**Information provided**
- Opening Delimiter -

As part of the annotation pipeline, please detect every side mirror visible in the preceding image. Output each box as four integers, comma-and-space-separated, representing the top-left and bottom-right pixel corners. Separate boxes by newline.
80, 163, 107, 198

- Closing Delimiter -
- Opening Delimiter -

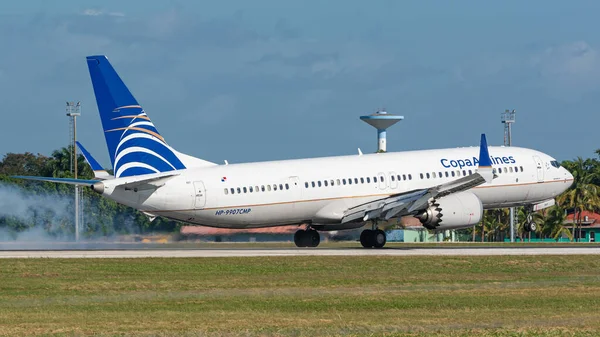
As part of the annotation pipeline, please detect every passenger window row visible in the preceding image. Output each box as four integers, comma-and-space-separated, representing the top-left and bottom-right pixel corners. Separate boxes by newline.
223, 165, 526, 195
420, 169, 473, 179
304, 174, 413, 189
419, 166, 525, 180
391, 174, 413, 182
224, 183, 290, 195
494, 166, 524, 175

- Closing Delimiter -
- Opening Delimiter -

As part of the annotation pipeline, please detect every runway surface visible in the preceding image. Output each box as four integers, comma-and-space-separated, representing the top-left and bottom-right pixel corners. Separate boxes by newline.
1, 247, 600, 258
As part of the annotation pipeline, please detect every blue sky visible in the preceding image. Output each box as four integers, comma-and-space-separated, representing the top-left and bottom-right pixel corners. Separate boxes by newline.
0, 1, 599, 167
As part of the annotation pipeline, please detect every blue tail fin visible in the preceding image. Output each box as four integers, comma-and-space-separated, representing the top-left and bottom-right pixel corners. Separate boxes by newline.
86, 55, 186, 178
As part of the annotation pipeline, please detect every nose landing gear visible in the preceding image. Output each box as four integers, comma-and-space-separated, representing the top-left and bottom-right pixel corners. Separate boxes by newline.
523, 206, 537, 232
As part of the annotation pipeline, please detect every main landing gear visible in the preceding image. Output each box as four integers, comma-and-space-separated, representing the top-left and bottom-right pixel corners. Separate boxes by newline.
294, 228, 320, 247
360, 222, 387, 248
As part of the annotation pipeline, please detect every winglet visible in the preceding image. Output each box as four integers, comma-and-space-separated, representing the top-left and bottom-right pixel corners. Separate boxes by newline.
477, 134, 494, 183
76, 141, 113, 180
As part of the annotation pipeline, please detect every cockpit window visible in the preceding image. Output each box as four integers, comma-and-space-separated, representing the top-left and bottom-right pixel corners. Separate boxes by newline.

- Closing Delimiter -

**Exercise**
Would you print exactly and only the lines of the material above that run from the line with "As part of the annotation pipeline, please detect every runway" through the line with "As part of the annotation pipeline, please detect every cockpit", both included?

**Answer box**
As part of the annotation pipeline, please detect every runway surface visible in the preceding image. Output each box as four integers, comma-and-space-separated, representing the top-left and bottom-right pixel corners. Separate boxes by newline.
1, 247, 600, 258
As part of the annotation pipeline, please detect every blue sky visible in the preceding image. Output each box as four integers, comma-and-space-separated, representing the top-left and bottom-right pixel corners. Separate boxes by newline.
0, 1, 599, 167
As part of the annotation pipeline, please detect every blue tail fin visible in the preceding image. Output each box as four integers, comma-and-space-separated, representing the top-left and bottom-right pixel corners. Separate boxes by newline.
86, 55, 186, 178
As part of the annotation pipeline, please detect every nose landing gear visible in the preceding image. Output each box as four integers, comma-and-space-separated, representing the top-left and bottom-right pixel corners. Separate boxes by newline.
523, 206, 537, 232
As part of the annotation pipeline, please detect every main landing gear visible in the preceding image. Output each box as four integers, comma-and-space-separated, representing the top-left and bottom-right pixel corners. Separate boxes by newline.
294, 228, 320, 247
360, 222, 387, 248
As part of the annotation pipeline, please detect every winglet visible in the preceding image. Output each box as four integers, comma-and-space-separated, representing the top-left and bottom-right pixel corners. Separate boxes by newline.
477, 134, 494, 183
76, 141, 113, 180
As part of the annotation pipeline, please detect every cockpit window visible in the preceding image. Output each box as four integers, comma-and-space-separated, representing the top-left and bottom-right pixel corners. Separate boxes by newline.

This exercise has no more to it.